ENTRIES SUPPLIED:
━━━━━━━━━━━━━━━━━━━━

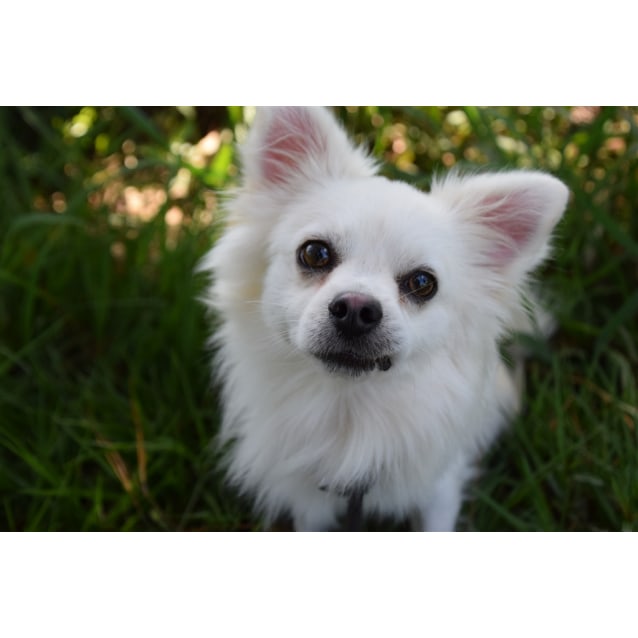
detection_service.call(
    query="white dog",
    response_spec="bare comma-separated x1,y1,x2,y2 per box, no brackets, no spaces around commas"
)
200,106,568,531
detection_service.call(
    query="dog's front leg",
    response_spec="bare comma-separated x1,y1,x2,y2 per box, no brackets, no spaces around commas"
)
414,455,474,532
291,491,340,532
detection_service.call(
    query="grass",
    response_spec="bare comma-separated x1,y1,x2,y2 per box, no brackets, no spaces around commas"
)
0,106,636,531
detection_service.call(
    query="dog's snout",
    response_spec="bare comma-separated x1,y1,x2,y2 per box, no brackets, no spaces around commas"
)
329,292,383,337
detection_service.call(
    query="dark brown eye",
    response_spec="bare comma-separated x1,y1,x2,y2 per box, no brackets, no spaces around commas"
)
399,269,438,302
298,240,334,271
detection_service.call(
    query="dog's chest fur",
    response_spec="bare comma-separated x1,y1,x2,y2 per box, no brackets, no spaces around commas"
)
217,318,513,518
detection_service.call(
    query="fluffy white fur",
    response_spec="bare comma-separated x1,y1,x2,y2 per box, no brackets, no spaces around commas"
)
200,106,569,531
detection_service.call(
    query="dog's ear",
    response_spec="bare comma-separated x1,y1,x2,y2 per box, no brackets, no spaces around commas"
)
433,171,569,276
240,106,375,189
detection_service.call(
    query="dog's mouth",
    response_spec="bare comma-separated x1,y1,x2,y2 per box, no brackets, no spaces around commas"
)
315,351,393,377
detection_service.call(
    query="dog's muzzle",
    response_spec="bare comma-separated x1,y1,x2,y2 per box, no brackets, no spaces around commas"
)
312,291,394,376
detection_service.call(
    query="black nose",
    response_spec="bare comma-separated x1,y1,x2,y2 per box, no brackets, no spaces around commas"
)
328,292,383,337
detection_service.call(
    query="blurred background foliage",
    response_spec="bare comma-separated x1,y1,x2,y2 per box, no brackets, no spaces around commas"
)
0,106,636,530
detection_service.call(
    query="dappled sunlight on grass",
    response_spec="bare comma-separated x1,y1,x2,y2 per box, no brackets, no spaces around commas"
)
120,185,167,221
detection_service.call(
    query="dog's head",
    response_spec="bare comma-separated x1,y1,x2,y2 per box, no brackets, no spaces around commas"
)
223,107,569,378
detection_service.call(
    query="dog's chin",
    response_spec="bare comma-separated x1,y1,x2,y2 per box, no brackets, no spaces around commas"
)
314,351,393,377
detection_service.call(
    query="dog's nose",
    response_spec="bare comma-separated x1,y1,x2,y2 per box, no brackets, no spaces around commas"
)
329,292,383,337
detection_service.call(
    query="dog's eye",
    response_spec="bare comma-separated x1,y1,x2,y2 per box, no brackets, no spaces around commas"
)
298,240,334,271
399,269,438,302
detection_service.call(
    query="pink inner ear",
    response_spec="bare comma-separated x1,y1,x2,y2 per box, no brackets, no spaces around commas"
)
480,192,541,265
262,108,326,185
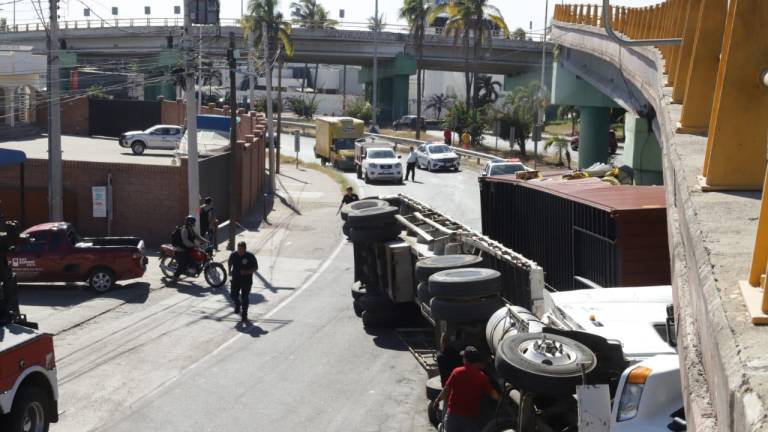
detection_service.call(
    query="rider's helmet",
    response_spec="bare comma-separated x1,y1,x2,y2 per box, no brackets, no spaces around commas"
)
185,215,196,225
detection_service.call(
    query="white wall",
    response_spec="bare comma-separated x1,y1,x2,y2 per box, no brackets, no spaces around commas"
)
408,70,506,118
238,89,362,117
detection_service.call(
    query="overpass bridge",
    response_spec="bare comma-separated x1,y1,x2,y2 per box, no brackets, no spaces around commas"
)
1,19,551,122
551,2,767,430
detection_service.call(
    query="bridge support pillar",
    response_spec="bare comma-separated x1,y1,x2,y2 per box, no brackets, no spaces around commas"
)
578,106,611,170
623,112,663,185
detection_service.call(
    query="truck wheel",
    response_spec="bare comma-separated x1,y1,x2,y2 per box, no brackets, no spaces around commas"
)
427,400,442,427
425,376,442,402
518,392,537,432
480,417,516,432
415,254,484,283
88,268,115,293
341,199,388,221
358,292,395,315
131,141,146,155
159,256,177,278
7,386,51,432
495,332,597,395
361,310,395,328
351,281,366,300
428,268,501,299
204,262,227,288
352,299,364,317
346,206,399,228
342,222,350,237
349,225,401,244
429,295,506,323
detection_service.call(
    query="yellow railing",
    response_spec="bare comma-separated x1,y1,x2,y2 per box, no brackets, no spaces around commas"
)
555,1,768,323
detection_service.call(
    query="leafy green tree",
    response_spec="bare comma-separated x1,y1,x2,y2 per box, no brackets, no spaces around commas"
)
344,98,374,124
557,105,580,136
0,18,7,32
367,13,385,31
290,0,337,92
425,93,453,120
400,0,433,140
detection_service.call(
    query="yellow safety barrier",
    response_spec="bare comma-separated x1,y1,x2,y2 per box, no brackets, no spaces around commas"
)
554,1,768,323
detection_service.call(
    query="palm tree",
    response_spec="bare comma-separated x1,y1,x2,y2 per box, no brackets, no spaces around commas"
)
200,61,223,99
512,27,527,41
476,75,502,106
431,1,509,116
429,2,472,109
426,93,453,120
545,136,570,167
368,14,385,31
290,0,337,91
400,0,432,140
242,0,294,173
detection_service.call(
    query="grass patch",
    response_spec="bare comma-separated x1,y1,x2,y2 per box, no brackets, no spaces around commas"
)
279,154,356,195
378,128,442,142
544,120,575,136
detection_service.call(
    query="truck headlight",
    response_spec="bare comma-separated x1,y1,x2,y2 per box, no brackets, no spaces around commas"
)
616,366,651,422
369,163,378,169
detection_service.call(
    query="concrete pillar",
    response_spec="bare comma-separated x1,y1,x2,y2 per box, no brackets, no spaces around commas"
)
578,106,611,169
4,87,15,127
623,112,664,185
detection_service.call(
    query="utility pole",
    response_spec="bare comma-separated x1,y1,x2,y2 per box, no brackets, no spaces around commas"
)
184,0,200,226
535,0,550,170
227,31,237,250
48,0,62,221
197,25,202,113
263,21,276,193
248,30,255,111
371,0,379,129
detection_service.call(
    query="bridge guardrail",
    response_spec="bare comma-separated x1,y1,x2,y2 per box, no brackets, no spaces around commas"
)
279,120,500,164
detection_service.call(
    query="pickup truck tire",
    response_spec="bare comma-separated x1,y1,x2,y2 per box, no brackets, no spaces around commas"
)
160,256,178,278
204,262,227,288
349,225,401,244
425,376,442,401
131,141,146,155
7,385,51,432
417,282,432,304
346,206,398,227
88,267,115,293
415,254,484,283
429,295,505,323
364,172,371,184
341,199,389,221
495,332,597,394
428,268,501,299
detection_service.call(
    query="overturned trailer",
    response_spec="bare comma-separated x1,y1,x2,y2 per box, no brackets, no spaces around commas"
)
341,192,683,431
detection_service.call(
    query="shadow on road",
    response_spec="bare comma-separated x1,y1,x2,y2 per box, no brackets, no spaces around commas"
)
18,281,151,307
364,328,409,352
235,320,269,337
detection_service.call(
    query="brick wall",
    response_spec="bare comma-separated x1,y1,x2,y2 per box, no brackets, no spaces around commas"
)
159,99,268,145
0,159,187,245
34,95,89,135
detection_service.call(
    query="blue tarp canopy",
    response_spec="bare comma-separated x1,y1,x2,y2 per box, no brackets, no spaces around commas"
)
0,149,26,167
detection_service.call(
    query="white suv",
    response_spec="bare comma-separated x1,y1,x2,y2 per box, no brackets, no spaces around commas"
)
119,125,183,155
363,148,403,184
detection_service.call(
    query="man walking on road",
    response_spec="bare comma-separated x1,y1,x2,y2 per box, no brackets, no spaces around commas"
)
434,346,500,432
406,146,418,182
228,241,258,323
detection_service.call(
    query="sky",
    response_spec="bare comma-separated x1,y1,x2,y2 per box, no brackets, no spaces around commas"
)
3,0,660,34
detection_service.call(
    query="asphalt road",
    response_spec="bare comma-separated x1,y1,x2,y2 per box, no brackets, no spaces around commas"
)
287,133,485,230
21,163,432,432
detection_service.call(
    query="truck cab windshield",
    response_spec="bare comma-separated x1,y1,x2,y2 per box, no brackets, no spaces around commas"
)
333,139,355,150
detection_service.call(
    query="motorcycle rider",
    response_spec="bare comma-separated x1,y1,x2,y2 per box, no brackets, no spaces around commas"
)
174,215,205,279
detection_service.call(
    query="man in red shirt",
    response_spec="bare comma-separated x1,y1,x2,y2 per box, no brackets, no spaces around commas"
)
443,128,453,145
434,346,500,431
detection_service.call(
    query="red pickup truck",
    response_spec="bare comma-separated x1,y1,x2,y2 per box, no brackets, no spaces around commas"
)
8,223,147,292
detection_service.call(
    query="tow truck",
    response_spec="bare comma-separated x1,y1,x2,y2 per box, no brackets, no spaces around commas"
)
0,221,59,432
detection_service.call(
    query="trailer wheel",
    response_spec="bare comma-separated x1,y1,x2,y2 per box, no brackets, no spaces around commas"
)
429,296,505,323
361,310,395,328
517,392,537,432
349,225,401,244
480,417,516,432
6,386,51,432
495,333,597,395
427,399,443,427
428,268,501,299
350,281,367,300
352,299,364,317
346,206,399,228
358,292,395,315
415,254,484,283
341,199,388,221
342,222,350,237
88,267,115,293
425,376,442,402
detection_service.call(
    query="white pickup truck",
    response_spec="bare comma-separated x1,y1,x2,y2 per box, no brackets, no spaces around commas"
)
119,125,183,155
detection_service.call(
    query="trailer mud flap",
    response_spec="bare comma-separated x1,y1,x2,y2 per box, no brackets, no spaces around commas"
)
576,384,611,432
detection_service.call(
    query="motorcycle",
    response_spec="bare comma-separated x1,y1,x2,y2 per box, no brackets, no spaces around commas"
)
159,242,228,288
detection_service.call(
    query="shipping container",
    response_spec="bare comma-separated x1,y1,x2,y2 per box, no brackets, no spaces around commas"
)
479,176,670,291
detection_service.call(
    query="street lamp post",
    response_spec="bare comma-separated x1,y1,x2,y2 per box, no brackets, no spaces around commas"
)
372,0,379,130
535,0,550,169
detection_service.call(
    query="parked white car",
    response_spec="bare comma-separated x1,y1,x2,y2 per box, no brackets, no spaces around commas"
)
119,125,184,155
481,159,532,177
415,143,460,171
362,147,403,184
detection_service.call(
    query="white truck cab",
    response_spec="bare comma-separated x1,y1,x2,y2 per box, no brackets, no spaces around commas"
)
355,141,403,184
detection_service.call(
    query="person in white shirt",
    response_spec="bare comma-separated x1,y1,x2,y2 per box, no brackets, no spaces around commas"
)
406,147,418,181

━━━━━━━━━━━━━━━━━━━━

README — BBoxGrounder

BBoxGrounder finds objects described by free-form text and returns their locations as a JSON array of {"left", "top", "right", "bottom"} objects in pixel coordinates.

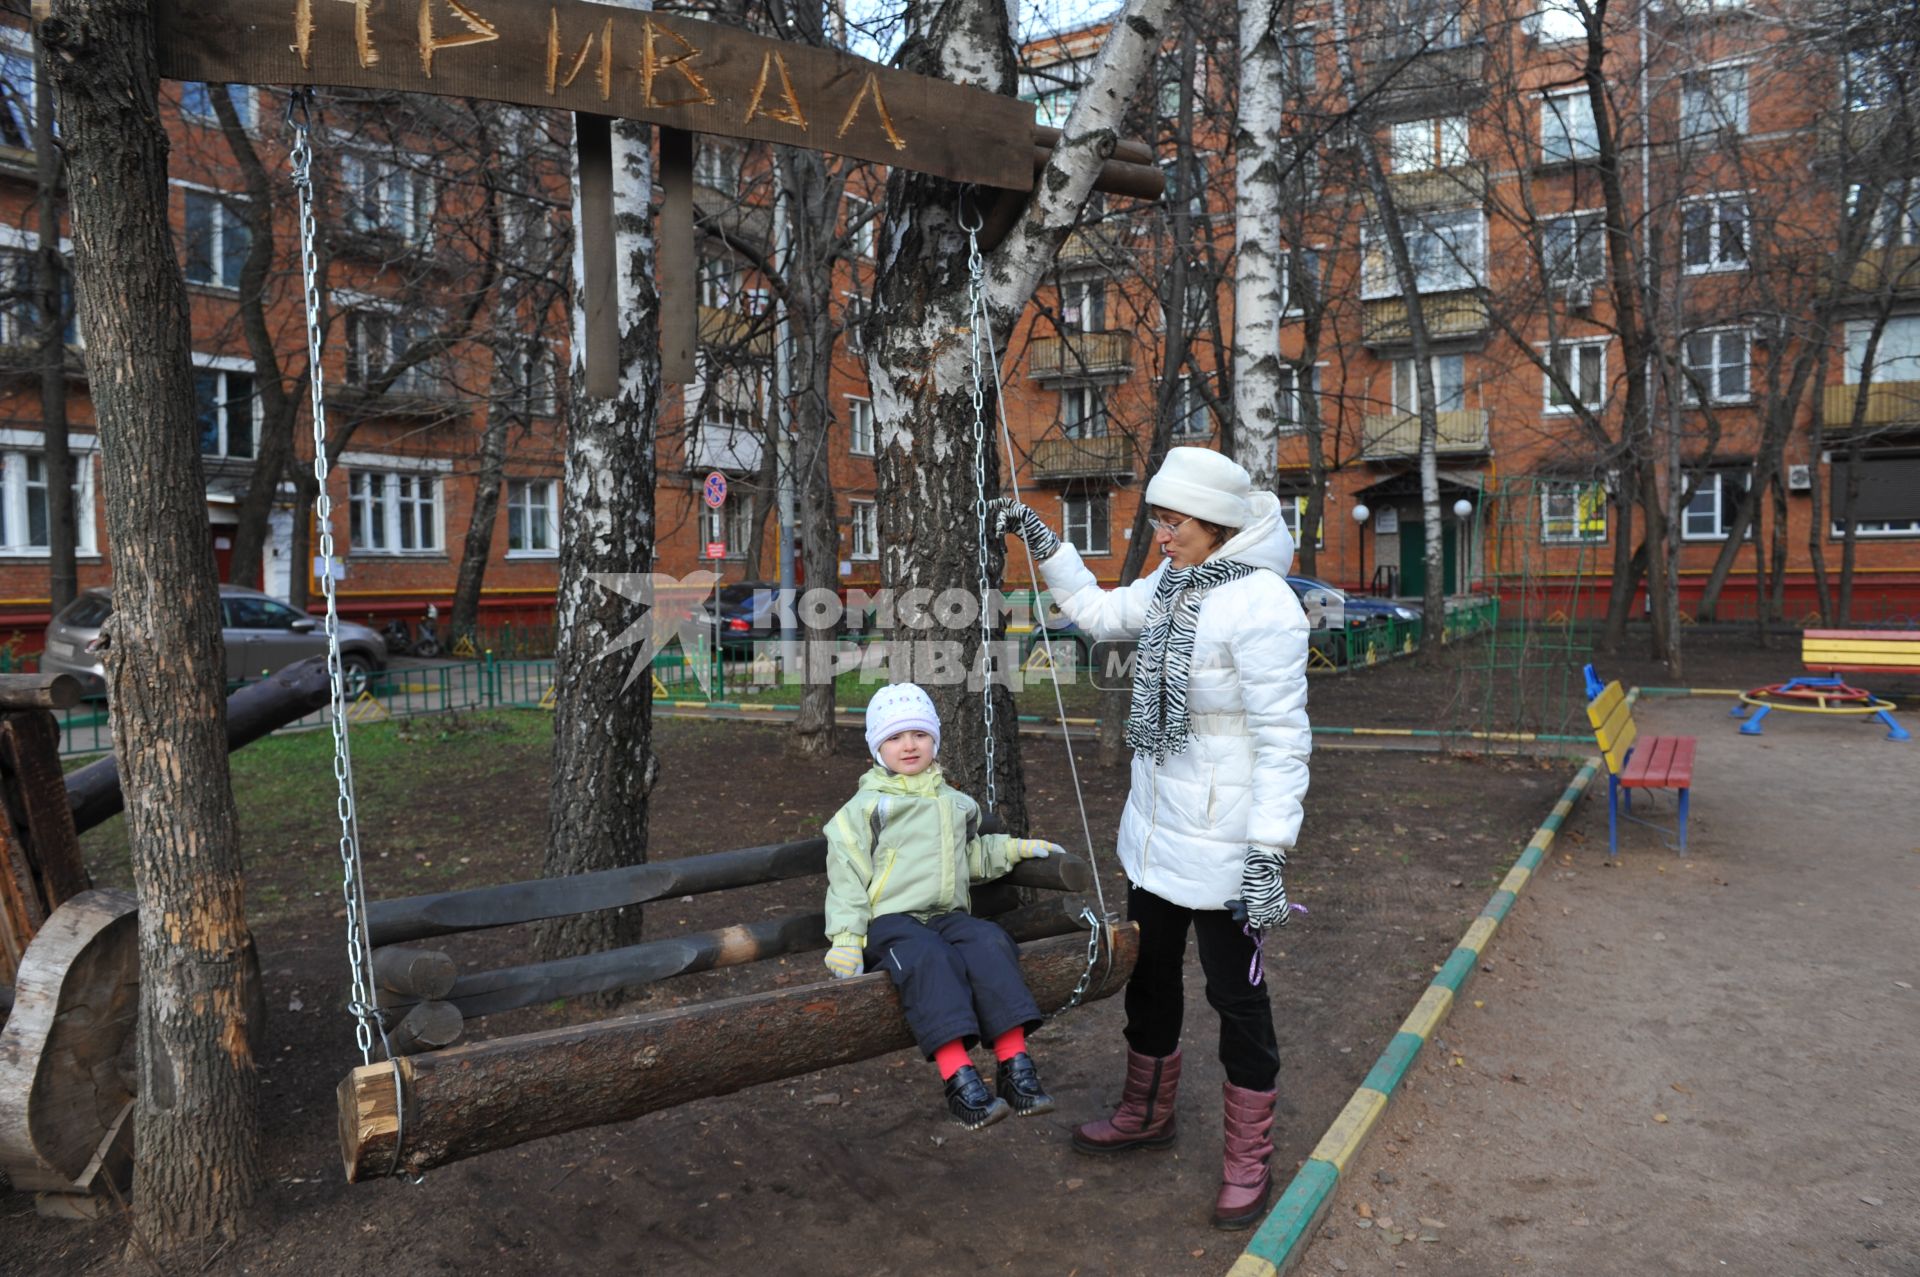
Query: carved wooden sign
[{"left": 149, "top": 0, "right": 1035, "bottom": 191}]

━━━━━━━━━━━━━━━━━━━━

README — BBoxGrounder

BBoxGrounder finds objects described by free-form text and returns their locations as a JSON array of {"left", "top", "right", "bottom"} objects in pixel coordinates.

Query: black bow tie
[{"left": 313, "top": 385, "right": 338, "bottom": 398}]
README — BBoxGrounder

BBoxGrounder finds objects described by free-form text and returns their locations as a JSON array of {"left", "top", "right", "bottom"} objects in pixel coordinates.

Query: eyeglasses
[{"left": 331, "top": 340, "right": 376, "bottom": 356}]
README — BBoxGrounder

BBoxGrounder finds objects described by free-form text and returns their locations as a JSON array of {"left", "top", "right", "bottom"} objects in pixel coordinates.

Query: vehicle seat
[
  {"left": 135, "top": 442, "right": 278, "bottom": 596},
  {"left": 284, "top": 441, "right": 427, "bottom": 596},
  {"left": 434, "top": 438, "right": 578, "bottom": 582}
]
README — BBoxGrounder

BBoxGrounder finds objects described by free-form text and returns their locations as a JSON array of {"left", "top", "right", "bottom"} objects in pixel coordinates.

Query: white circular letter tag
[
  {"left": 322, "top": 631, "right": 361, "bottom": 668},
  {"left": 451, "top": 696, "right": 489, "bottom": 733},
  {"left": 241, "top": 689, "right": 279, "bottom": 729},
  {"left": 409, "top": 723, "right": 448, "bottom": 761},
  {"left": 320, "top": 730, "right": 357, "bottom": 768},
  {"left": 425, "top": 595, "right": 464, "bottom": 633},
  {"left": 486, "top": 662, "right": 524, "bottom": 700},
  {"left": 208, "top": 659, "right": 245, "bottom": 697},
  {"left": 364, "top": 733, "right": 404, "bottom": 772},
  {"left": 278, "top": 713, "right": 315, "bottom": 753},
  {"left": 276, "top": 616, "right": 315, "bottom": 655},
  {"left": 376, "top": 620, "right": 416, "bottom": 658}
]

━━━━━━━━━━━━━━━━━━━━

ASSIGNMENT:
Whenever the word "pickup" shows up in a line above, copy that line.

ANSWER SPACE:
    query="pickup truck tire",
    query="red pickup truck",
    query="white pickup truck",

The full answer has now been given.